**EXERCISE 1**
Could you retype, word for word, everything in the records from the line containing "blue surgical mask?" down to the line containing "[131,264,483,361]", including both of those lines?

**EXCERPT TO READ**
* * * * * * *
Mexican ’quake victims still in tents, huts after two years
By
PHIL DAVISON
NZPA-Reuter Mexico City Two years after an earthquake devastated Mexico City, thousands of families who lost their homes still live in tents or primitive corrugated iron huts near the city centre. The September 19, 1985, earthquake killed at least 8000 people and left about 100,000 families — 500,000 people — homeless.
Most have since been housed through Government or private programmes. But at least 15,000 families are still awaiting help, some 8000 or 40,000 people, in camps they set up themselves near their fallen homes. Many earthquake victims criticise the pace and extent of the Government reconstruction programme. The President of Mexico Miguel de la Madrid, in his State of the Nation address recently, said his Government achieved its reconstruction goals and that 500,000 homeless people received Government or private assistance. His Minister of Housing, Manuel Camacho Solis, said that 80,000 families received new homes and 15,000 more would be
housed in the near future. Their words are small comfort to victims such as Leticia Robledo, aged 32, who lives downtown with her husband, Teofilio, her brother-in-law and four children in a 6 x 4m oneroom corrugated iron hut, with a wooden flap as a lone window. It is in a row of 21 huts that form what residents call Encampment Seven. In an area rife with robberies, a 3m mesh fence topped with barbed wire separates them from passing traffic.
The huts have electricity but no water. The 21 families share a communal toilet and shower room, connected to the city water supply, and a communal kitchen with six gas rings. Robledo paused from cooking “sopes,” a Mexican tortilla snack, in the kitchen to describe her plight.
“Gracias a dios, we all survived, although our house collapsed around us,” she said. “We try to forget but we’ll never really get over it. No-one will.
* * * * * * *
**EXERCISE 2**
Would you echo the article on Mexico City's earthquake victims word for word, everything from "The huts have" down to "it. No-one will."?
* * * * * * *
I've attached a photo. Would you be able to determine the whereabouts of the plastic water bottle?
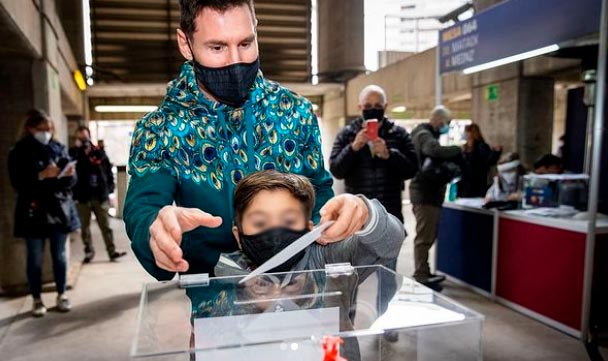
[448,181,458,202]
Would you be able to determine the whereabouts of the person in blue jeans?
[8,110,80,317]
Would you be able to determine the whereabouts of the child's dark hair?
[233,170,315,228]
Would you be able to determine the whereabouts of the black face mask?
[192,54,260,108]
[240,228,308,272]
[363,108,384,122]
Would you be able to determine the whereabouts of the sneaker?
[57,294,72,313]
[82,251,95,263]
[110,251,127,262]
[426,274,445,283]
[32,299,46,317]
[420,281,443,292]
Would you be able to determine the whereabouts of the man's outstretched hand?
[150,206,222,272]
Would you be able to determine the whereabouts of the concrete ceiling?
[91,0,311,83]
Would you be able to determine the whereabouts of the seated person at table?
[534,154,564,174]
[486,153,526,202]
[215,170,405,276]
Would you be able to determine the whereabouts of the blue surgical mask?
[34,131,53,145]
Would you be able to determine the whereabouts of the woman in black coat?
[8,110,80,317]
[458,123,502,198]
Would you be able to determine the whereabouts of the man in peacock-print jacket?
[124,63,333,279]
[123,0,369,280]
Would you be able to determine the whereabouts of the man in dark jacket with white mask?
[329,85,418,266]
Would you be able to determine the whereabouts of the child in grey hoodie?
[215,170,406,281]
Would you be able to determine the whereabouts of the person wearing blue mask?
[410,105,461,290]
[8,109,80,317]
[123,0,368,280]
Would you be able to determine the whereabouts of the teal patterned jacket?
[123,62,333,280]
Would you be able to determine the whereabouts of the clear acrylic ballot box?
[131,264,483,361]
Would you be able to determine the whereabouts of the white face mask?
[34,132,52,145]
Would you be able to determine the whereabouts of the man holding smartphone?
[329,85,418,222]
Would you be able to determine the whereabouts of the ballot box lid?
[131,264,483,360]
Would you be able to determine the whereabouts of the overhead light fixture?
[462,44,559,74]
[72,70,87,91]
[95,105,158,113]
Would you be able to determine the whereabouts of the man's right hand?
[351,127,369,152]
[150,206,222,272]
[38,162,61,179]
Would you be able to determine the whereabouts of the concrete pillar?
[318,0,365,82]
[319,87,346,194]
[472,63,555,165]
[116,165,129,219]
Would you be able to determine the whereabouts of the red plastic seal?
[323,336,348,361]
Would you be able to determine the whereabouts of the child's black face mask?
[239,228,308,272]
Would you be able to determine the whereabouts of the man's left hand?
[317,194,369,245]
[373,138,391,159]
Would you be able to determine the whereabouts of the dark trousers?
[76,198,116,256]
[25,232,68,298]
[412,204,441,282]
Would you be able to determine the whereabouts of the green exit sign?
[486,84,499,102]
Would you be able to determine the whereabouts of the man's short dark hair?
[534,154,564,169]
[179,0,255,37]
[76,125,91,137]
[233,170,315,228]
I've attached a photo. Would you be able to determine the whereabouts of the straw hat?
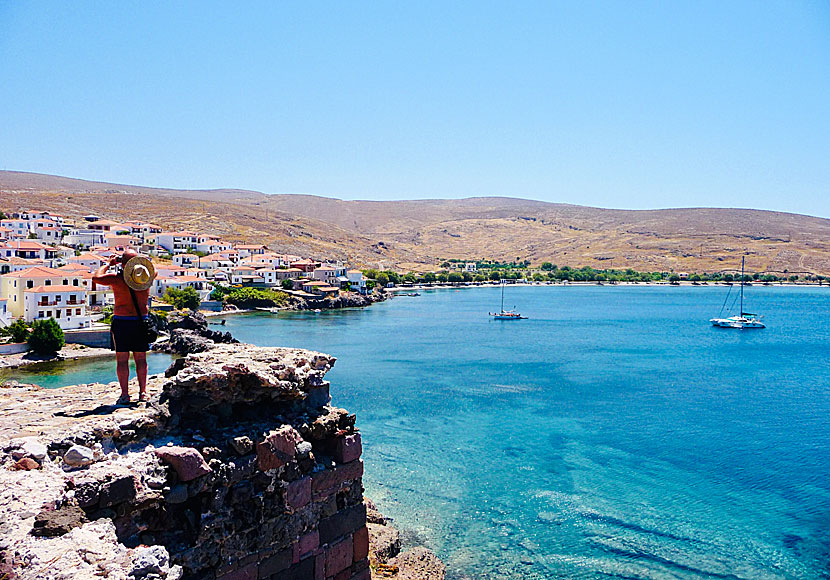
[124,256,156,290]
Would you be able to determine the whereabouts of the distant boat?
[490,279,527,320]
[709,256,766,329]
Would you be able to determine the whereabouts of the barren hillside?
[0,172,830,275]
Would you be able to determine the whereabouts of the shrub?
[27,318,66,354]
[6,319,29,342]
[161,286,202,310]
[225,288,288,308]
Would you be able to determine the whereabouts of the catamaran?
[709,256,766,329]
[490,279,527,320]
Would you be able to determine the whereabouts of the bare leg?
[133,352,147,396]
[115,352,130,397]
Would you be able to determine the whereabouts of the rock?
[63,445,95,467]
[12,437,48,460]
[366,524,401,563]
[389,547,447,580]
[31,504,87,538]
[12,457,40,471]
[163,345,336,412]
[156,445,211,481]
[128,546,170,580]
[230,437,254,455]
[164,483,187,504]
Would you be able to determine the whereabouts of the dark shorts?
[110,316,149,352]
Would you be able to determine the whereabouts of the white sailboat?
[709,256,766,329]
[489,279,527,320]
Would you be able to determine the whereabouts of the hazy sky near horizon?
[0,0,830,217]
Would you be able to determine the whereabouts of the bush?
[27,318,66,354]
[225,288,288,308]
[161,286,202,310]
[5,319,29,342]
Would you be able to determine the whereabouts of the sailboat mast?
[741,256,746,316]
[501,279,504,312]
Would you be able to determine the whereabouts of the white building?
[23,285,91,330]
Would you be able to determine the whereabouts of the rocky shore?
[0,340,444,580]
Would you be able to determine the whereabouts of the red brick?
[311,459,363,500]
[352,527,369,562]
[317,503,366,548]
[216,562,257,580]
[326,536,354,576]
[299,530,320,558]
[285,477,311,510]
[334,433,363,463]
[259,548,294,578]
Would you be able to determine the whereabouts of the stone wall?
[0,344,370,580]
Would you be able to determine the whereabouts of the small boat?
[709,257,766,329]
[489,280,527,320]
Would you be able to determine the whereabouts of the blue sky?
[0,0,830,217]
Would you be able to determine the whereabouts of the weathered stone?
[100,475,136,507]
[318,504,366,544]
[128,546,170,580]
[32,504,86,537]
[164,483,187,504]
[389,547,447,580]
[366,524,401,562]
[334,433,363,463]
[285,477,311,510]
[156,445,211,481]
[12,457,40,471]
[326,536,354,576]
[12,437,48,461]
[63,445,95,467]
[230,436,254,455]
[352,527,369,562]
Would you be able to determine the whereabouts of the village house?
[156,231,200,256]
[0,266,86,320]
[346,270,369,294]
[23,284,91,330]
[150,276,213,302]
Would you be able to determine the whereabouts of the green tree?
[26,318,66,354]
[6,318,29,342]
[161,286,202,310]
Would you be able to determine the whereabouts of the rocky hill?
[0,171,830,275]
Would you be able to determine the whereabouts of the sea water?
[9,286,830,579]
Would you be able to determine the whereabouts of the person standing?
[92,249,156,405]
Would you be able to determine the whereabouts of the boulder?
[63,445,95,467]
[389,546,447,580]
[156,445,211,481]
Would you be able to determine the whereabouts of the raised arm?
[92,255,118,286]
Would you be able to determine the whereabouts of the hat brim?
* * * * * * *
**FULL OUTPUT 1**
Would you be able to determine the whereabouts of the blue surgical mask?
[34,131,53,145]
Would you be able to determine the whereabouts of the woman in black coat?
[8,110,80,317]
[458,123,502,198]
Would you be able to determine the whereabouts of the man in peacock-print jacket?
[124,63,333,279]
[123,0,369,280]
Would you be able to determine the whereabouts of the man in dark jacket with white mask?
[329,85,418,266]
Would you be able to determine the whereabouts of the child in grey hoodie?
[215,170,406,281]
Would you be able to determine the whereabouts of the person wearing blue mask?
[410,105,461,290]
[8,109,80,317]
[123,0,368,280]
Would you be able to determine the whereabouts of the teal patterned jacket?
[123,62,333,280]
Would you be able to determine the whereabouts of the clear acrylic ballot box?
[131,264,483,361]

**FULL OUTPUT 2**
The huts have electricity but no water. The 21 families share a communal toilet and shower room, connected to the city water supply, and a communal kitchen with six gas rings. Robledo paused from cooking “sopes,” a Mexican tortilla snack, in the kitchen to describe her plight.
“Gracias a dios, we all survived, although our house collapsed around us,” she said. “We try to forget but we’ll never really get over it. No-one will.